Por Victória Alves*
Criado em 2024 como Trabalho de Conclusão de Curso em Jornalismo na Universidade Federal de Sergipe, o Passe Delas surgiu da inquietação de Fernanda Spínola diante da ausência de cobertura midiática local sobre o futebol feminino.
Fernanda Spínola, 23 anos, jornalista recém-formada pela Universidade Federal de Sergipe (UFS), é a mente por trás do Passe Delas — um portal que nasceu com o propósito de iluminar o que há muito tempo permanece nas sombras: o futebol feminino no menor estado do país. Em Sergipe, onde a cobertura esportiva ainda gira, majoritariamente, em torno do masculino, a iniciativa surgiu como resposta a um silêncio incômodo. Em poucos meses, o que começou como um Trabalho de Conclusão de Curso (TCC) transformou-se em uma mídia independente, conduzida integralmente por uma jovem profissional, obstinada a preencher lacunas e oportunizar mulheres que sonham em viver do esporte.
Desde a infância, o esporte já fazia parte do cotidiano de Fernanda. A paixão começou em casa, impulsionada pela figura do pai, um torcedor fervoroso que mesmo sem praticar esportes, carregava o futebol como tradição. “Eu sempre gostei de esporte e meu pai sempre foi uma pessoa muito ligada ao esporte”, relembra. A memória afetiva mais marcante talvez seja a de ouvir, repetidamente, o hino do Bahia, cantado com orgulho pelo pai — mesmo que ela mesma nunca tenha torcido pelo clube da terra natal.

(Registros):
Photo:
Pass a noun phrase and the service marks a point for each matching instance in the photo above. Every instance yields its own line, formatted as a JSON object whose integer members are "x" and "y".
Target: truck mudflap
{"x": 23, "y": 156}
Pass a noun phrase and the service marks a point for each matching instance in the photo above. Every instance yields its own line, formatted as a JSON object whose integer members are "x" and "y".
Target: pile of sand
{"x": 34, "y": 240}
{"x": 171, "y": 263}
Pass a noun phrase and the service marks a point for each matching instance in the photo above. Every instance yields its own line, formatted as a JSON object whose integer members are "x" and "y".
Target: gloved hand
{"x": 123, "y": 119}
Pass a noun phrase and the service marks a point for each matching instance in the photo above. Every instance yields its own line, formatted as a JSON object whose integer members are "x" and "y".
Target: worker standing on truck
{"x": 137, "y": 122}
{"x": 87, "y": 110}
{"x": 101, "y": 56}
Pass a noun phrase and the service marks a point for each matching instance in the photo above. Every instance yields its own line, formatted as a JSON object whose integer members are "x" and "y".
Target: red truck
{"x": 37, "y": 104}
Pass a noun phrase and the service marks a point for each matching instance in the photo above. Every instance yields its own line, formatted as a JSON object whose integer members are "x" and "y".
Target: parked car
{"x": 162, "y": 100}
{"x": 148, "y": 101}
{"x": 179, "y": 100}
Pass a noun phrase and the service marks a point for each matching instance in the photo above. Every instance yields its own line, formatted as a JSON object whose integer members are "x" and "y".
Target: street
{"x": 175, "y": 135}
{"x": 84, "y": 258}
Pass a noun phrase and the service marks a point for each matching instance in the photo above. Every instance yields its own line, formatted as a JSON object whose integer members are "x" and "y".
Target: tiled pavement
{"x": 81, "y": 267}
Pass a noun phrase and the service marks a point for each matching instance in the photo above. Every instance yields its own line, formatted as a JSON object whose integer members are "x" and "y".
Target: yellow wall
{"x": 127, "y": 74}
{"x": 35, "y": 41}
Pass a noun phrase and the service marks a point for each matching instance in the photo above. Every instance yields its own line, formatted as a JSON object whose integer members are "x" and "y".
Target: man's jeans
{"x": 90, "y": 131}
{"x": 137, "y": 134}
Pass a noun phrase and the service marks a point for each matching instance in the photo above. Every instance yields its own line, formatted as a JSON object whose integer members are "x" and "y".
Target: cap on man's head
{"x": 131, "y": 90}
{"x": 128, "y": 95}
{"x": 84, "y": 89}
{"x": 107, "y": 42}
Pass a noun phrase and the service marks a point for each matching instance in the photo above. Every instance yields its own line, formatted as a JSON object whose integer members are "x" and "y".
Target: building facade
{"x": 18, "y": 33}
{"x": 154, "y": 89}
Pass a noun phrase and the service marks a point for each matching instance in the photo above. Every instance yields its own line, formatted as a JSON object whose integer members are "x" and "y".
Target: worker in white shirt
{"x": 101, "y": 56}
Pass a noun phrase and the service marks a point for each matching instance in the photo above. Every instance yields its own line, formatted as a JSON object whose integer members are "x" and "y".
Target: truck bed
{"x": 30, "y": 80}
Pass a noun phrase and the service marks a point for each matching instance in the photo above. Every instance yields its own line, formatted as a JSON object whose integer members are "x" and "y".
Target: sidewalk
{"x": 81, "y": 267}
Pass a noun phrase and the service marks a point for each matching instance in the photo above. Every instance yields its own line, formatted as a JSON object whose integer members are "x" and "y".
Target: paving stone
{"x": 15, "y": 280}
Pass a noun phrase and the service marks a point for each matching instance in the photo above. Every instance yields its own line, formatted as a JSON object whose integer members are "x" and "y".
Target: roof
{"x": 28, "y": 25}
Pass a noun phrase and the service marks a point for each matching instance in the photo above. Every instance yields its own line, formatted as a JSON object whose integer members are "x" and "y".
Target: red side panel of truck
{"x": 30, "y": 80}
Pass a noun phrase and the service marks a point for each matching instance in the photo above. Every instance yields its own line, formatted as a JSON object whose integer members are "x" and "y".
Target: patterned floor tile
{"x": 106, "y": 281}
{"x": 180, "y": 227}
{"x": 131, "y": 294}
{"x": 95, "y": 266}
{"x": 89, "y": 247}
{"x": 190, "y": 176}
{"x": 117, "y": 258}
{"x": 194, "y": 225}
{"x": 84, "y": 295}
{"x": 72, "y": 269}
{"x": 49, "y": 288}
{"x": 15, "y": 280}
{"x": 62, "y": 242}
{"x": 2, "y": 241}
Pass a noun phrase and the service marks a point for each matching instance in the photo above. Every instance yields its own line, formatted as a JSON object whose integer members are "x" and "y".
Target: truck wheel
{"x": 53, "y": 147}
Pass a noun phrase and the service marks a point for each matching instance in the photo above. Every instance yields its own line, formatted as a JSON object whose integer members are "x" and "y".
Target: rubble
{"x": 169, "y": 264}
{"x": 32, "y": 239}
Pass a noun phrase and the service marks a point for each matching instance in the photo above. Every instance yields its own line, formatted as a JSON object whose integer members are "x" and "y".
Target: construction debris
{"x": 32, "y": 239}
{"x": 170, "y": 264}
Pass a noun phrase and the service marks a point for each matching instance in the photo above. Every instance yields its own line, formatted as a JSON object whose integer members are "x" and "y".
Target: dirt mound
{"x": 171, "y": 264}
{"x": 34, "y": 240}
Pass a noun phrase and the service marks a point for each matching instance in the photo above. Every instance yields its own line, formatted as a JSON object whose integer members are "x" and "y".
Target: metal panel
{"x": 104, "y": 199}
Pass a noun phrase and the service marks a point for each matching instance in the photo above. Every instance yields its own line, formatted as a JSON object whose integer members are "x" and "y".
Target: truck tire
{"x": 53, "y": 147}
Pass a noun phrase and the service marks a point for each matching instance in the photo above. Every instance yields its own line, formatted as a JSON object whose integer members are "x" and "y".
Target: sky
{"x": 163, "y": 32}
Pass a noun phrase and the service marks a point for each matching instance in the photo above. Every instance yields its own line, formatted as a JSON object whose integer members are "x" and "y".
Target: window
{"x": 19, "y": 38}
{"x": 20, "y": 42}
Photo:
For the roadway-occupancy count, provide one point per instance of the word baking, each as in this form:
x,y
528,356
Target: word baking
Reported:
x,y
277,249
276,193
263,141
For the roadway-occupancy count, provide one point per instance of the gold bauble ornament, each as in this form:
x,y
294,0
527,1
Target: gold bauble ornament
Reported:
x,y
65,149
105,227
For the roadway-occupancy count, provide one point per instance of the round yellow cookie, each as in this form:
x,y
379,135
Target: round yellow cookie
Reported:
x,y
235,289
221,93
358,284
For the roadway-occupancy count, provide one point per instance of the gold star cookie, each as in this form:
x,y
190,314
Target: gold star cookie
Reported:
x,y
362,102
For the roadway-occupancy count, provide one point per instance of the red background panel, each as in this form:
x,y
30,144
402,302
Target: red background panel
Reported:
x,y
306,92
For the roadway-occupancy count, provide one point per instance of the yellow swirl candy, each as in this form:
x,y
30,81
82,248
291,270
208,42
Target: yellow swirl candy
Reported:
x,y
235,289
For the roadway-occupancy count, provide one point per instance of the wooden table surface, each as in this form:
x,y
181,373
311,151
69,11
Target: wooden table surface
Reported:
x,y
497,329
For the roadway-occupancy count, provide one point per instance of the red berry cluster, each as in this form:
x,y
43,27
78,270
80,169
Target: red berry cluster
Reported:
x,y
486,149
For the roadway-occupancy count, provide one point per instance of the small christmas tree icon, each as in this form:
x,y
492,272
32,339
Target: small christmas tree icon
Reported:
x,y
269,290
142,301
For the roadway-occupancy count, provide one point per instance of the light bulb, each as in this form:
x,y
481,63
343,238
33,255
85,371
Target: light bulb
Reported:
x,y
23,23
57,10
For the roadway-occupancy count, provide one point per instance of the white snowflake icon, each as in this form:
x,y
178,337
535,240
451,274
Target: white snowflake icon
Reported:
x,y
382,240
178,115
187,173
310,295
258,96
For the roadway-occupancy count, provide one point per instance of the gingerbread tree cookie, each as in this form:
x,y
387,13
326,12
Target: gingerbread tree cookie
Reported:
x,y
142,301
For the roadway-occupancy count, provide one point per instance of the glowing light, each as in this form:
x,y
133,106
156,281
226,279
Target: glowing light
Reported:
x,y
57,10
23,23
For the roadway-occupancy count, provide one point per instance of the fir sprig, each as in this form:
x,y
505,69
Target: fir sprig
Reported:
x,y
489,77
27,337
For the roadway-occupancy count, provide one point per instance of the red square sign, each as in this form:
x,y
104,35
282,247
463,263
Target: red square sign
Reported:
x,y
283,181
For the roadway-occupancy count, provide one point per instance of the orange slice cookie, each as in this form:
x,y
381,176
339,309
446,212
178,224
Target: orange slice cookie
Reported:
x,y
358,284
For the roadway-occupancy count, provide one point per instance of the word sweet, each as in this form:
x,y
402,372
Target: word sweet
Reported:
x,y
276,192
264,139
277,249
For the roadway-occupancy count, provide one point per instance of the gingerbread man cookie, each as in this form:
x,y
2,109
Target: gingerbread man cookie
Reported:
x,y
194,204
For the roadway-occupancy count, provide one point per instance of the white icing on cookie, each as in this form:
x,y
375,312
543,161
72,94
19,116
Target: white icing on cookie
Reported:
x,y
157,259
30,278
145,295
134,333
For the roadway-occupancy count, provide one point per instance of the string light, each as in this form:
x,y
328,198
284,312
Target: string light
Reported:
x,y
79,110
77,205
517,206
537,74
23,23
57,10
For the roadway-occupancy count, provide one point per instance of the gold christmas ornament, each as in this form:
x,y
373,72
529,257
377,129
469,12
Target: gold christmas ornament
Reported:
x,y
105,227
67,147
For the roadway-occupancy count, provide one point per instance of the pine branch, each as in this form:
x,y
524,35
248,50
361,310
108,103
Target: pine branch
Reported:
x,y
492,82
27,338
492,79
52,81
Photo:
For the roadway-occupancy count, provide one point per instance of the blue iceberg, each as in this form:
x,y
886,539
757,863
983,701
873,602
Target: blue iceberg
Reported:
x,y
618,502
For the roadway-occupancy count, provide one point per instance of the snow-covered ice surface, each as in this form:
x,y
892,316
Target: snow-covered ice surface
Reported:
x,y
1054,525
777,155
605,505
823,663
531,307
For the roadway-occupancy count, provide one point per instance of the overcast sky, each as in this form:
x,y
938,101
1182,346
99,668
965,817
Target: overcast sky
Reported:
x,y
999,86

(Tarefas):
a - De acordo com o texto sobre o Passe Delas, em que ano o projeto foi criado?
b - Traduza para o inglês a seguinte frase do texto sobre o Passe Delas: "Desde a infância, o esporte já fazia parte do cotidiano de Fernanda."
c - Reescreva tudo o que vai de "Por Victória Alves*" até "o futebol feminino." no texto sobre o Passe Delas, trocando "futebol feminino" por "futebol de mulheres".

(Respostas por tarefa):
a - Em 2024.

b - Since childhood, sports had already been part of Fernanda's daily life.

c -
Por Victória Alves*
Criado em 2024 como Trabalho de Conclusão de Curso em Jornalismo na Universidade Federal de Sergipe, o Passe Delas surgiu da inquietação de Fernanda Spínola diante da ausência de cobertura midiática local sobre o futebol de mulheres.